(SUPPLIED DATA)
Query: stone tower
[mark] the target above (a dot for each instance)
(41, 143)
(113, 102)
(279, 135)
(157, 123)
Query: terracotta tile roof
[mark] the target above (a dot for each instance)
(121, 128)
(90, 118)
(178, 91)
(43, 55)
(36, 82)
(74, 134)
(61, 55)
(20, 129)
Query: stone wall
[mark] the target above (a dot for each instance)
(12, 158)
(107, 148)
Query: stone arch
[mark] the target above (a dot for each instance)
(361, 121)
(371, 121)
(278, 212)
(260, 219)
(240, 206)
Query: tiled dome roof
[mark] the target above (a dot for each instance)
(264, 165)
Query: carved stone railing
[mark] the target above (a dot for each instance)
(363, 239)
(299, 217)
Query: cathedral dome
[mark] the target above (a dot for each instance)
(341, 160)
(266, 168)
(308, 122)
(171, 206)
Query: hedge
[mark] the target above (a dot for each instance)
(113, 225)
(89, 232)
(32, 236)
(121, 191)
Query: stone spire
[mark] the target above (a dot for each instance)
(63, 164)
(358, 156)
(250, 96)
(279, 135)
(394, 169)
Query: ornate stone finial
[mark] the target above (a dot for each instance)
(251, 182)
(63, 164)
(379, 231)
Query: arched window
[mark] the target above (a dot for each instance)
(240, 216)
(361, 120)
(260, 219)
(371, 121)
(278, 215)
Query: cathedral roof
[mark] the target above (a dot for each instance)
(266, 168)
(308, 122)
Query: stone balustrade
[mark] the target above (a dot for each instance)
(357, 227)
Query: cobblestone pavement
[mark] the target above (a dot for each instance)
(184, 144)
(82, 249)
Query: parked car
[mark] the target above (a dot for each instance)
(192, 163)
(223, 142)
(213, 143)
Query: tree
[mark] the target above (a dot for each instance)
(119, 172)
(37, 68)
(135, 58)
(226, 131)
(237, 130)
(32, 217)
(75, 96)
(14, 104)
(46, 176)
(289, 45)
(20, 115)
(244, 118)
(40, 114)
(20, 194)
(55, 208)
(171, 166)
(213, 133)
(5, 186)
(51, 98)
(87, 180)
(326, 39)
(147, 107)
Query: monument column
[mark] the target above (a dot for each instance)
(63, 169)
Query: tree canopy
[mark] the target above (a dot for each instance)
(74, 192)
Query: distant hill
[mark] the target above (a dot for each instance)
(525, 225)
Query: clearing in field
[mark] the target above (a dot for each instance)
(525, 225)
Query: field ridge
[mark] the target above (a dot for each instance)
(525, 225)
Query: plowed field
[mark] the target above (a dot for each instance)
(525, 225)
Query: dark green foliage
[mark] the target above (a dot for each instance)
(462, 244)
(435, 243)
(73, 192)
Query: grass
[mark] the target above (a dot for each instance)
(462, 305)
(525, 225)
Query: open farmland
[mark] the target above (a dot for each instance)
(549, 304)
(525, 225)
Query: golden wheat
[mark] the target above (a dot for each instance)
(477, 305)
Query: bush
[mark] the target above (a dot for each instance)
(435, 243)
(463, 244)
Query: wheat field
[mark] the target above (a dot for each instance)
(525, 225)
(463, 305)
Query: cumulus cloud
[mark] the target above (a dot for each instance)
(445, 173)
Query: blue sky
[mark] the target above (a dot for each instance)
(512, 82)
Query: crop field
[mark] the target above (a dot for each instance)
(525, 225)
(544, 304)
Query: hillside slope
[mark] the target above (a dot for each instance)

(DESCRIPTION OF THE TASK) Where in the entries does the word "wheat" occur? Copy out each line that has it.

(TASK SOLUTION)
Query: golden wheat
Query: wheat field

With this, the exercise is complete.